(Records to use):
━━━━━━━━
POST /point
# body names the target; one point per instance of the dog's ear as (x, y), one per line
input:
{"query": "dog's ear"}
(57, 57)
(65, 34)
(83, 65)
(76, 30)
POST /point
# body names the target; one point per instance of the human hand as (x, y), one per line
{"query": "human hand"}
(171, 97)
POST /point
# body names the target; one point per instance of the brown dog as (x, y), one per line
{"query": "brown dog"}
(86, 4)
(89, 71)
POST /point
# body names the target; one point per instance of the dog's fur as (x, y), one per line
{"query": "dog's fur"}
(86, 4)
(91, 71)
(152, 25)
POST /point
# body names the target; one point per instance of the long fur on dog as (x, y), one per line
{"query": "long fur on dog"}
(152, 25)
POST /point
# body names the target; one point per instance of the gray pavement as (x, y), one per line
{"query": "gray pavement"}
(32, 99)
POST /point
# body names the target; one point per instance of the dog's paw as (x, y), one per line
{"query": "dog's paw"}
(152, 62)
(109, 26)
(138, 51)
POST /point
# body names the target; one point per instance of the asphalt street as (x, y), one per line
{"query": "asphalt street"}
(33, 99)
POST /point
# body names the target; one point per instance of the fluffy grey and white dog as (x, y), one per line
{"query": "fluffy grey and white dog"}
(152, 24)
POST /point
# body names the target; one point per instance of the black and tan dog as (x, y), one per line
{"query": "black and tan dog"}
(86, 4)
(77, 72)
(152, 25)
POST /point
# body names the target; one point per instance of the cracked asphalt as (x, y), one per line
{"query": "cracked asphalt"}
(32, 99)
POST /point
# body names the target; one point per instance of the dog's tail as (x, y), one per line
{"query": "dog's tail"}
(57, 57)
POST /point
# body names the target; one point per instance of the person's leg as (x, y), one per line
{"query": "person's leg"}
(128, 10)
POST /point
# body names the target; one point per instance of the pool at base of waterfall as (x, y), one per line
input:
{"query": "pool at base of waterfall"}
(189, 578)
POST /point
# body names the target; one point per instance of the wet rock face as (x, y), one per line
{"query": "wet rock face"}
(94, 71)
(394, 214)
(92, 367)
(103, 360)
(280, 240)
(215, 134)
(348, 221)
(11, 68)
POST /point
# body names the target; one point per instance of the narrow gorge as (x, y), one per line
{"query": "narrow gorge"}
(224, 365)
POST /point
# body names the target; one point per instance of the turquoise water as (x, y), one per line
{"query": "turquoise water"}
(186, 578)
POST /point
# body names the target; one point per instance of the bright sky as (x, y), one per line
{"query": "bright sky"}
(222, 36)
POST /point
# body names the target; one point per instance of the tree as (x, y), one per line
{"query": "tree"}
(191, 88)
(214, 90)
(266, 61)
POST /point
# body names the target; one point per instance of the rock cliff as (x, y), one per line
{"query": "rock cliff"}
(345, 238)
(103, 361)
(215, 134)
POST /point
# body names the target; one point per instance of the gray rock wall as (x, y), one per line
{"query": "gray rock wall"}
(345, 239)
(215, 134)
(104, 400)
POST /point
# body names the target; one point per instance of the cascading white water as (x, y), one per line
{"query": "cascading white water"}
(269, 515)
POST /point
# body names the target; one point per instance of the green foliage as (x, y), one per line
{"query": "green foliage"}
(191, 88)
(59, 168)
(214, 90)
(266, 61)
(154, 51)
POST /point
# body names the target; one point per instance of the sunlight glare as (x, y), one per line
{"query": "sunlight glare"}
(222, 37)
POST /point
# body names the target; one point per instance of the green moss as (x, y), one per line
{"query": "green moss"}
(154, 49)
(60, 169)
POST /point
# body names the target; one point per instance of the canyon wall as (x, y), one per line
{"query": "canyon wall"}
━━━━━━━━
(Request):
Exactly as written, please output every entry.

(Exercise answer):
POST /point
# body names the target; one point per instance of the dog's ear as (x, y), one per line
input:
{"query": "dog's ear"}
(57, 57)
(65, 34)
(83, 65)
(76, 30)
POST /point
# body names the target; one point per instance of the human hand as (x, y), one per line
{"query": "human hand"}
(171, 97)
POST /point
# body names the target; one point per instance of the brown dog as (x, y), one per line
{"query": "brown dog"}
(86, 4)
(89, 71)
POST /point
# body names the target; one point per instance of the dog's fur as (x, y), one per line
{"query": "dog's fur"}
(86, 4)
(91, 71)
(152, 25)
POST /point
# body names the target; one point per instance of the long fur on dog as (x, y), one per line
{"query": "long fur on dog"}
(152, 25)
POST /point
# body names the target; one point per instance of the gray pavement as (x, y), one per line
{"query": "gray pavement"}
(32, 99)
POST /point
# body names the target; one point per instance of the dog's paw as (x, y), one per line
{"query": "dog's paw"}
(152, 62)
(109, 26)
(138, 51)
POST /point
# body names the target; one point per instance of the asphalt street as (x, y), one per line
{"query": "asphalt street"}
(33, 99)
POST /point
# body names the target; one point per instance of the fluffy grey and white dog as (x, y), one per line
{"query": "fluffy grey and white dog"}
(152, 24)
POST /point
# body names the target; one point per instance of the black and tan dog as (x, y), one per line
{"query": "black and tan dog"}
(86, 4)
(77, 72)
(152, 25)
POST /point
# body names the target; one point per instance of the cracked asphalt as (x, y), one per line
{"query": "cracked asphalt"}
(32, 99)
POST /point
# body names the target; one point per instance of the dog's tail as (x, y), one per line
{"query": "dog's tail"}
(57, 57)
POST /point
# body names the target; one point per instance of the person's leg as (x, y), one per line
{"query": "person's leg"}
(128, 10)
POST /point
# body names the target; one point per instance of the pool at base of waterfall as (x, y), one per line
input:
{"query": "pool at base of waterfall"}
(189, 578)
POST /point
# body names the target; one point per instance of the wet rock face as (x, y), one per line
{"query": "wet rock face"}
(94, 71)
(394, 214)
(92, 367)
(103, 360)
(280, 240)
(215, 134)
(348, 221)
(11, 68)
POST /point
# body names the target; one point per instance of the narrow gorge as (x, y), one per line
{"query": "narrow gorge"}
(224, 365)
POST /point
# body names the target; one point per instance of the turquoise water as (x, y), one per line
{"query": "turquoise water"}
(186, 578)
POST /point
# body names the target; one point per instance of the bright sky as (x, y), one per line
{"query": "bright sky"}
(222, 36)
POST /point
# body names the target; one point per instance of the tree as (x, y), one per line
{"query": "tree"}
(191, 88)
(214, 90)
(266, 61)
POST /point
# body names the target; one point per instance of the rock cliff as (x, y), one per line
{"query": "rock cliff"}
(345, 238)
(103, 361)
(215, 134)
POST /point
# body names the target; one point per instance of the gray rock wall as (x, y), one per line
{"query": "gray rock wall"}
(345, 239)
(215, 134)
(104, 400)
POST /point
# body names the target; one point per instance of the cascading white water as (x, y), one per line
{"query": "cascading white water"}
(269, 515)
POST /point
# body names the target; one point per instance of the green foliage as (x, y), one per line
{"query": "green foliage"}
(191, 88)
(59, 168)
(214, 90)
(266, 61)
(154, 51)
POST /point
# body names the target; one point per instance of the sunlight glare as (x, y), one per line
{"query": "sunlight glare"}
(222, 37)
POST /point
# body names the target; one point per instance of the green moss as (x, y), one per line
{"query": "green moss"}
(154, 49)
(60, 169)
POST /point
# body names the target; one point per instance of the canyon wall as (x, y), one per line
{"query": "canyon wall"}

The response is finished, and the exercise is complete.